start

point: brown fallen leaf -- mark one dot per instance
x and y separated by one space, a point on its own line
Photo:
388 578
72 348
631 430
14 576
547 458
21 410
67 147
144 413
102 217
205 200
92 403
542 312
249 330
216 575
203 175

end

> _What you will do_
Recast the entries above as a JSON list of strings, with one string per line and blank lines omitted.

> _Result of the exercise_
[
  "point: brown fallen leaf -- mark one dot per instance",
  "x and y separated by one space, a point on its own line",
  "Photo:",
  "388 578",
  "72 348",
  "631 430",
  "14 576",
  "547 458",
  "21 410",
  "67 147",
  "144 413",
  "102 217",
  "205 200",
  "92 403",
  "542 312",
  "249 330",
  "216 575",
  "203 175"
]